* _課題の指示_
a – ユン・ヨジョンの記事によると、ドラマ『Pachinko(パチンコ)』はどこで撮影されたか。
b – ユン・ヨジョンの記事のうち、「映画『ミナリ』で、韓国人俳優」で始まり「口火を切ったユン・ヨジョン。」で終わる箇所を、一字も変えずに書き写せ。
c – ユン・ヨジョンの記事を、最後の文の次から引き継いで書き進めよ。

* _抜粋テキスト_
━━━━━━━━━━
映画『ミナリ』で、韓国人俳優としては初めて米アカデミー賞助演女優賞にノミネートされたユン・ヨジョンが、米紙『ニューヨーク・タイムズ』とのテレビインタビューで感想を語った。
ニューヨーク・タイムズが4月3日(現地時間)に公開したインタビューは、ユン・ヨジョンの率直でさっぱりとしたな性格がにじみ出ていた。
「まさか73歳のアジア人女性が、オスカー賞候補に挙がるとは想像もできなかった。『ミナリ』は私にたくさんのプレゼントをくれた」と口火を切ったユン・ヨジョン。
彼女は、Apple TV+で配信予定のドラマ『Pachinko(パチンコ)』をカナダ・バンクーバーで撮影後、韓国へと帰国してからオスカーノミネートの知らせを聞いたそうだ。
━━━━━━━━━━
* _提供データ_
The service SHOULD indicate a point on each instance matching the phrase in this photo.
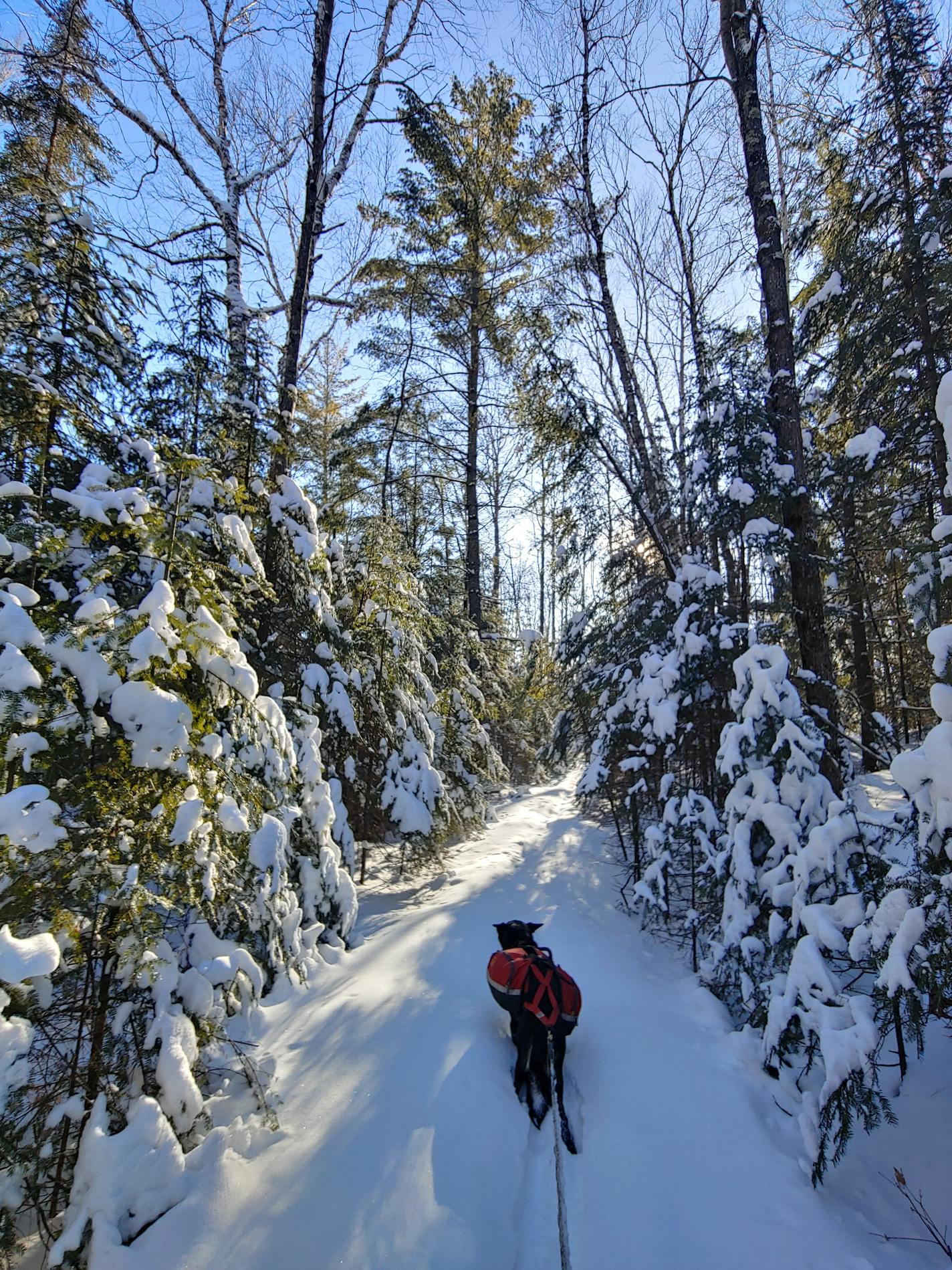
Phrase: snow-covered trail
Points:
━━━━━━━━━━
* _課題別の出力_
a – カナダ・バンクーバー

b –
映画『ミナリ』で、韓国人俳優としては初めて米アカデミー賞助演女優賞にノミネートされたユン・ヨジョンが、米紙『ニューヨーク・タイムズ』とのテレビインタビューで感想を語った。
ニューヨーク・タイムズが4月3日(現地時間)に公開したインタビューは、ユン・ヨジョンの率直でさっぱりとしたな性格がにじみ出ていた。
「まさか73歳のアジア人女性が、オスカー賞候補に挙がるとは想像もできなかった。『ミナリ』は私にたくさんのプレゼントをくれた」と口火を切ったユン・ヨジョン。

c –
「最初は戸惑ったが、受賞するかどうかを占う報道が増え、ストレスが多い」とし、「私はサッカー選手かオリンピック選手くらいになると思う。『パラサイト 半地下の家族』が期待値を高めたようだ。ポン・ジュノ監督には“これは全部あなたのせいだ”と言うつもり」とユーモアを交えつつ感想を述べた。
『ミナリ』は、980年代を舞台に希望を求めて“見知らぬ地”アメリカに渡った韓国人家族の特別なストーリーを描いており、第93回アカデミー授賞式では6部門(作品賞、監督賞、主演男優賞、助演女優賞、脚本賞、音楽賞)にノミネートされた話題作だ。
また、ジェイコブ役のスティーブン・ユァンが、アジア系アメリカ人として初の主演男優賞候補に名を連ねたことについては、「そういう時代になったと思う。確かに『パラサイト』の成功は、韓国の俳優が認められるのに大いに役立った」と話している。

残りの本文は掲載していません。